**Provided text**
+--
Reputation: 326
I would like to calculate the first difference in a variable if either the current value or the lag value is missing. The R diff() function returns NA if either value is missing. Can this behavior be changed?
data <- c(5, NA, NA, 10, 25)
diff_i_want <- c(-5, NA, 10, 15)
diff_i_get <- diff(data)
identical(diff_i_want, diff_i_get)
Upvotes: 1
Views: 5036
Reputation: 6459
you can replace NA
's by zeros:
x <- c(5, NA, NA, 10, 25)
> diff("[<-"(x, is.na(x), 0))
[1] -5 0 10 15
Admittedly, this is different from your diff_i_want
... but I'm not sure of your logic. How do you get -5
as the first element of your answer? Why -5
? The only way to get there is to implicitly replace NA
by zero. So if you do this replacement there, why don't you replace the next element?
Though your desired answer doesn't make much sense to me, it is possible to obtain it e.g. using zoo::rollapply
:
# first define a function that takes a vector of length 2
# ... and will output the difference if no more than 1 of the values is missing
weirddiff <- function(x) {
if(any(is.na(x)) && !all(is.na(x))) x[is.na(x)] <- 0
x[2] - x[1]
}
Now we can use rollapply
with the window set to 2
:
library(zoo)
rollapply(x,2,weirddiff)
[1] -5 NA 10 15
Upvotes: 3
Reputation: 9313
Here is a way:
data <- c(5, NA, NA, 10, 25)
data2 = data
data2[is.na(data2)] = 0
diffData2 = diff(data2)
diffData2[diff(is.na(data))==0 & is.na(data[-1])] = NA
> diffData2
[1] -5 NA 10 15
First make a copy the data to data2, set all NAs to 0 and then diff. At the last step put back all NAs into the calculated diff.
Upvotes: 1
+--
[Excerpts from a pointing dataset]
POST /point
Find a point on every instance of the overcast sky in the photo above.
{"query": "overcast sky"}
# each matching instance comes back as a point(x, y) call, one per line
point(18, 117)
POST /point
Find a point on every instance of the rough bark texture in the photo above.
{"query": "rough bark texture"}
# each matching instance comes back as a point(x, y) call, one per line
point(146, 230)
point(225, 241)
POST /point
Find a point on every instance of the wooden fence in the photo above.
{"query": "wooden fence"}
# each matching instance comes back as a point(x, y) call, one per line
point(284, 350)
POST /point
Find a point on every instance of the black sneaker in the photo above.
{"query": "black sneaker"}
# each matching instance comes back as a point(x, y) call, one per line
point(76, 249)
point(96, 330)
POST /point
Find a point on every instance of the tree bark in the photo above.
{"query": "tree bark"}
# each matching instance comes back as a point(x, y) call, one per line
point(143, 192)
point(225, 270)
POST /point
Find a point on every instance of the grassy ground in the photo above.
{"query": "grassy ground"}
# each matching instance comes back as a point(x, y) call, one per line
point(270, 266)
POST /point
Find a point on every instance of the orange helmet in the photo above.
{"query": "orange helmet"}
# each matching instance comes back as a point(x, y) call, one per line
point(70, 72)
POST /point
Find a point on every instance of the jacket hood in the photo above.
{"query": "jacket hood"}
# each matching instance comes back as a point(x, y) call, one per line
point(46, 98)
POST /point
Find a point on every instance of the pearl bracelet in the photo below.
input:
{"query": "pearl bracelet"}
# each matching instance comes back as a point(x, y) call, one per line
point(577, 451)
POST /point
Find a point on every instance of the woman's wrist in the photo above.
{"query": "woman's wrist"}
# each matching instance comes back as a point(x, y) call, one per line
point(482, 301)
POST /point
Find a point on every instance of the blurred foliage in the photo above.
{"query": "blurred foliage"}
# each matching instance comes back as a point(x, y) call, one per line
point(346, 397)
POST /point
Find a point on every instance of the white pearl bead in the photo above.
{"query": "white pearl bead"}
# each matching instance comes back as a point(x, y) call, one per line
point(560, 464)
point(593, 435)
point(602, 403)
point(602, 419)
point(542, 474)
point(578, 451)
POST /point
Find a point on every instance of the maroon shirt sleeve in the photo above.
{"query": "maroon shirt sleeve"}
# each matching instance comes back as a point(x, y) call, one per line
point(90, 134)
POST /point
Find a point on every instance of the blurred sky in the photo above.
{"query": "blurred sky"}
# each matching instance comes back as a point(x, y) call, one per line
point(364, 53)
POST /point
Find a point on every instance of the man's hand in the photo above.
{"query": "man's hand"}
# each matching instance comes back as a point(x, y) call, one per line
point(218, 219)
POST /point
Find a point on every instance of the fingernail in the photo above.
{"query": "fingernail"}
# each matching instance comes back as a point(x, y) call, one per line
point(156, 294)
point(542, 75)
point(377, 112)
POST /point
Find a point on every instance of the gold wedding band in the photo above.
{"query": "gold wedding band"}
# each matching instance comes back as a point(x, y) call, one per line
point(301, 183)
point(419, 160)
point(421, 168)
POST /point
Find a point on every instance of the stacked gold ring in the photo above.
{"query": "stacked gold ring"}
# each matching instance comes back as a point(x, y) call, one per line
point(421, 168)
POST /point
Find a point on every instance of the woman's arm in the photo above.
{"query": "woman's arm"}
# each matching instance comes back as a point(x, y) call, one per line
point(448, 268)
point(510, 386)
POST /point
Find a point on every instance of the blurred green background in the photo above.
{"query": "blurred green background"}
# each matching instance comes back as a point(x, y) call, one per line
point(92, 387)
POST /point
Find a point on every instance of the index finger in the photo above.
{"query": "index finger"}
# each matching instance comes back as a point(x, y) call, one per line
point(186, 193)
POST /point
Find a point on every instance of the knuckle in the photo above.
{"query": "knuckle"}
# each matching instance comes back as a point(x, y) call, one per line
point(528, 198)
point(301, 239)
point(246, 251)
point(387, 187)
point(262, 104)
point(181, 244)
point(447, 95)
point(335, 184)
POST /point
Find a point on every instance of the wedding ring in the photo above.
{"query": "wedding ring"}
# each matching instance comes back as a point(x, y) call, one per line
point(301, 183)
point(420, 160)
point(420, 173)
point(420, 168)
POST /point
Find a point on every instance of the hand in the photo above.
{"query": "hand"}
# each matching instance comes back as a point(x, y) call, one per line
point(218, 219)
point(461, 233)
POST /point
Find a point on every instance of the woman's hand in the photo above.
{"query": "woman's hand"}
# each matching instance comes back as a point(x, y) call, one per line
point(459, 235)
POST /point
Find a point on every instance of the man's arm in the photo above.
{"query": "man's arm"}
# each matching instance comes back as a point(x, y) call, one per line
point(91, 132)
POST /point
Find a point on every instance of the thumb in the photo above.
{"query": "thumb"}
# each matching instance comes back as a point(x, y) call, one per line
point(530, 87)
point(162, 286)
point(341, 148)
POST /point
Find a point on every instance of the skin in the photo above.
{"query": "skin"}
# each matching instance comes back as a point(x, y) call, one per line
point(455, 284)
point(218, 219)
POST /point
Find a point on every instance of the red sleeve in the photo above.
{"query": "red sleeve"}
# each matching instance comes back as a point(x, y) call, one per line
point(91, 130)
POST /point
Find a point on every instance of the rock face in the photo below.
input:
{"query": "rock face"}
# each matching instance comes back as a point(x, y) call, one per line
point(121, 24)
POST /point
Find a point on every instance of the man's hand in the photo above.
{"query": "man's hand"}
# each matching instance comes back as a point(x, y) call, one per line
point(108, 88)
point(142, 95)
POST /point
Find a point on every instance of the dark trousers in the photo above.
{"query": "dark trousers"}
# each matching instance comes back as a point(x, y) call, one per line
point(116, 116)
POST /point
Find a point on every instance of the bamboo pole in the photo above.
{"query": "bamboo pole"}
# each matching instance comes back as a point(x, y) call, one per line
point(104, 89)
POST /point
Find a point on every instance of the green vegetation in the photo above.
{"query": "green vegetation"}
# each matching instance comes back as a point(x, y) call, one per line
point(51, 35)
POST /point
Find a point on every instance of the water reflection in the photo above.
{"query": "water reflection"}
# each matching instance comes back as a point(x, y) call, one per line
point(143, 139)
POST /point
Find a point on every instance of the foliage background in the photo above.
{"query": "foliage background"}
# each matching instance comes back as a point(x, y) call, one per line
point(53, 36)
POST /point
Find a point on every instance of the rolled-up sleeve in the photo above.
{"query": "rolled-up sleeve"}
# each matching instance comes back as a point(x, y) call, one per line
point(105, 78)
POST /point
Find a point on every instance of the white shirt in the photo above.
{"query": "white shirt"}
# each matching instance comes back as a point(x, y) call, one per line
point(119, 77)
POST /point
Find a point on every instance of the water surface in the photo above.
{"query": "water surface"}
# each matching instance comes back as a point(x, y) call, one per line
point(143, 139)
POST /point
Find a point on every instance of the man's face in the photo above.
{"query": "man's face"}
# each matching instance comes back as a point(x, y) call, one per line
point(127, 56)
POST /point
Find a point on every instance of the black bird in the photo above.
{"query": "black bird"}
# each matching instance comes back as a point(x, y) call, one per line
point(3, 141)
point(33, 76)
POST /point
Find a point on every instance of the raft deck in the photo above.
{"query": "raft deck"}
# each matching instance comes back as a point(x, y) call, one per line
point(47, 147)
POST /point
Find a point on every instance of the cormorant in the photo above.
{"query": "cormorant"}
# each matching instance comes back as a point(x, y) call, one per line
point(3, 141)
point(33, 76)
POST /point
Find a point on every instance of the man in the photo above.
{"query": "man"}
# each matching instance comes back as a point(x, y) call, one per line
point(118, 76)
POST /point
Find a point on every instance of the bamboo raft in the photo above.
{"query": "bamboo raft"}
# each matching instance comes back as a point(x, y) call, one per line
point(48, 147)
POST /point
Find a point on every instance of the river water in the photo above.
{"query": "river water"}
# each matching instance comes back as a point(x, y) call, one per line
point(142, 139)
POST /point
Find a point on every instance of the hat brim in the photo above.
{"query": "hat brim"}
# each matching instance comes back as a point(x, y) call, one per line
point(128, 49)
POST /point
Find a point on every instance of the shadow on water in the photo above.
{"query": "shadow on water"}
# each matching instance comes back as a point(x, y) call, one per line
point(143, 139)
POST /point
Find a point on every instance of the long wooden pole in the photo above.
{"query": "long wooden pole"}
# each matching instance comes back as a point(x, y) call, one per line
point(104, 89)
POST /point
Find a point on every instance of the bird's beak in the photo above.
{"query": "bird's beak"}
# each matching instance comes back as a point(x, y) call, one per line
+--
**Complete the following**
(a) Repeat the part of the R diff() thread that begins with the words "rollapply(x,2,weirddiff)" and stops after "diffData2 = diff(data2)".
(b) Summarize the R diff() thread in three sentences.
These records were taken from a separate source.

**Task-by-task answers**
(a)
rollapply(x,2,weirddiff)
[1] -5 NA 10 15
Upvotes: 3
Reputation: 9313
Here is a way:
data <- c(5, NA, NA, 10, 25)
data2 = data
data2[is.na(data2)] = 0
diffData2 = diff(data2)

(b) The asker wants to take the first difference of a variable in R even when either the current or the lag value is missing, but diff() returns NA in that case. One reply replaces missing values with zero before calling diff(), and it also gets the asked-for result with zoo::rollapply and a custom function over a window of 2. Another reply copies the data, sets all NAs in the copy to 0, takes the diff, and then puts the NAs back into the result.